**TAREFA 1**
Resuma em duas frases o excerto sobre a visita de Jô Soares a Ernesto Geisel.

**EXCERTO DO TEXTO**

::::::::

Publicado em VEJA de 12 de dezembro de 2018, edição nº 2612

Por Roberto Pompeu de Toledo
Atualizado em 4 jun 2024, 16h12 - Publicado em 7 dez 2018, 07h00

Ao saber que o ex-presidente Ernesto Geisel estava em Teresópolis, Jô Soares resolveu arriscar. Bateria em sua porta e o convidaria para uma participação no programa de entrevistas então abrigado no SBT. Geisel não aceitou o convite, mas recebeu-o cordialmente, e entregou-se a uma conversa em que fez uma revelação, segundo Jô, “fortíssima”: no segundo turno da eleição de 1989, cogitou votar em Lula, e chegou a comentar essa opção com amigos. Afinal não foi capaz de fazê-lo, mas se arrependia de ter votado em Fernando Collor, “um mentiroso”. Vivia-se na época o processo de impeachment de Collor, e Geisel torcia para que o poder passasse ao vice: “O Itamar certamente vai ser melhor do que tudo isso que está aí”. Jô Soares contou o caso nas páginas de VEJA, anos depois. Agora, retomou-o no recém-lançado segundo volume de memórias, O Livro de Jô.

::::::::

**LISTAGEM DA TAREFA**
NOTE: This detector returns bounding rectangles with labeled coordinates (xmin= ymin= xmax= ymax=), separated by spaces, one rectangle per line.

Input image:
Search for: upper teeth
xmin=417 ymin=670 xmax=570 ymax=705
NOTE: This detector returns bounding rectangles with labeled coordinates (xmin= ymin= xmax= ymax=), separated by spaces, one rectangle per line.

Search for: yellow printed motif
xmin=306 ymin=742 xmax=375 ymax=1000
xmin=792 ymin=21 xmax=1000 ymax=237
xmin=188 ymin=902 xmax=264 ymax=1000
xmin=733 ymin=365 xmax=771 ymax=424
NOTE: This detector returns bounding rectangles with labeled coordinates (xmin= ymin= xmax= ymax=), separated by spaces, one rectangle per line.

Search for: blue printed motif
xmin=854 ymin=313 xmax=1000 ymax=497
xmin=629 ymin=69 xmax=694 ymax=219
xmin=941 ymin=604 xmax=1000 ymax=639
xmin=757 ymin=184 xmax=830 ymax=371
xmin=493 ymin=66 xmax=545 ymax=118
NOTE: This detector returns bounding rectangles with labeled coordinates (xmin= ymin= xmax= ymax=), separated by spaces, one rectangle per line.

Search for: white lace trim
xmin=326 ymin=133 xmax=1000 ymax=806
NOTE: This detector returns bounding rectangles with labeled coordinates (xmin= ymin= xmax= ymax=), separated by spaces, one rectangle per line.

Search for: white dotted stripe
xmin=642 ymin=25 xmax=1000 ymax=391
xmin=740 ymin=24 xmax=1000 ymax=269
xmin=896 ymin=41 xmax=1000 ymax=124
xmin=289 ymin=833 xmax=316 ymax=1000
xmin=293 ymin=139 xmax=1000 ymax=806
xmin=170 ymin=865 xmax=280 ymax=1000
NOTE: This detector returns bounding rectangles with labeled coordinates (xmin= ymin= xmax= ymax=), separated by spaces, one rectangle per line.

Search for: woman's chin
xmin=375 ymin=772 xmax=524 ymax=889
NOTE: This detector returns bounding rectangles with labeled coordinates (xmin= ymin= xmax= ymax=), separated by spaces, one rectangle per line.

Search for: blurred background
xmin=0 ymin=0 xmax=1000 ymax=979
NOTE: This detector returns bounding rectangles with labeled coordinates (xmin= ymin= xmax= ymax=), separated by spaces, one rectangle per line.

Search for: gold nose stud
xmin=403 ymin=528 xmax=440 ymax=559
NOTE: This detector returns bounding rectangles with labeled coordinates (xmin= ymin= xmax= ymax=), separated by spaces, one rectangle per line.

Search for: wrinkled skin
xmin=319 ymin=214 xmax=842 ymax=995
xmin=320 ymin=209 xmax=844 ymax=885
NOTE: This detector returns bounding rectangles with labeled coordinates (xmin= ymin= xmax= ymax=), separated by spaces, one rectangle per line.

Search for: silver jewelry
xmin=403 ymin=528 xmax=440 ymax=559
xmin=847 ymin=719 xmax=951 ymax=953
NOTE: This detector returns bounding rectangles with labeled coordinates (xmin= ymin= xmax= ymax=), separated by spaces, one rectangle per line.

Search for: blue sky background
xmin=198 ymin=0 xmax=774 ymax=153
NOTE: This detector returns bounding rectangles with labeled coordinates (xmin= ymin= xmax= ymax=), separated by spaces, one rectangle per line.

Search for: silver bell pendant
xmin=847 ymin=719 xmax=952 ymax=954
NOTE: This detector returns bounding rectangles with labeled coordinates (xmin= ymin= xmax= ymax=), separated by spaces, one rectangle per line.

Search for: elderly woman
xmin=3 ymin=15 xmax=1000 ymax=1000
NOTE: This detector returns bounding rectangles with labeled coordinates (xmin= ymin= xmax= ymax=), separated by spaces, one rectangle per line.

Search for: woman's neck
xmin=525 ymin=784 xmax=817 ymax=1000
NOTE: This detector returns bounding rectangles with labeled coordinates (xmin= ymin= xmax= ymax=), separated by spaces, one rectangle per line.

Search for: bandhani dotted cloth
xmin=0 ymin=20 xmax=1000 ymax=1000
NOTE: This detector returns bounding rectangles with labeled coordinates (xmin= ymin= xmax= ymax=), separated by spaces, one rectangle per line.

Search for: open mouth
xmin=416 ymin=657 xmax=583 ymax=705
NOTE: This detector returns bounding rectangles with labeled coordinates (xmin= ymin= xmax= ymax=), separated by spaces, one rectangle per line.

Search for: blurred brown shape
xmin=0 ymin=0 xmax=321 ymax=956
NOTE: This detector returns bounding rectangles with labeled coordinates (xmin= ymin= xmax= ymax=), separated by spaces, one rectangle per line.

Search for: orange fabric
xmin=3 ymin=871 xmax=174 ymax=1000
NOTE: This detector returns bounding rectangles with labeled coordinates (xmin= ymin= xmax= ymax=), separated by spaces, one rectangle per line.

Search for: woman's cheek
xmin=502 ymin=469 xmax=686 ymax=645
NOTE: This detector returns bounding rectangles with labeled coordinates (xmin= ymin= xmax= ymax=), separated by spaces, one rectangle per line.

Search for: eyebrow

::::::::

**TAREFA 2**
Na listagem, do início até a linha com "xmin=733 ymin=365 xmax=771 ymax=424" (ambas inclusive), troque "Search for" por "Look for" sem alterar mais nada. Devolva só essas linhas.

**RESPOSTA ESCRITA 1**
Jô Soares foi até Ernesto Geisel em Teresópolis para convidá-lo ao seu programa de entrevistas no SBT. Geisel recusou o convite, mas revelou que cogitou votar em Lula no segundo turno de 1989 e que se arrependia de ter votado em Collor, caso que Jô contou em VEJA e retomou no segundo volume de suas memórias, O Livro de Jô.

**RESPOSTA ESCRITA 2**
NOTE: This detector returns bounding rectangles with labeled coordinates (xmin= ymin= xmax= ymax=), separated by spaces, one rectangle per line.

Input image:
Look for: upper teeth
xmin=417 ymin=670 xmax=570 ymax=705
NOTE: This detector returns bounding rectangles with labeled coordinates (xmin= ymin= xmax= ymax=), separated by spaces, one rectangle per line.

Look for: yellow printed motif
xmin=306 ymin=742 xmax=375 ymax=1000
xmin=792 ymin=21 xmax=1000 ymax=237
xmin=188 ymin=902 xmax=264 ymax=1000
xmin=733 ymin=365 xmax=771 ymax=424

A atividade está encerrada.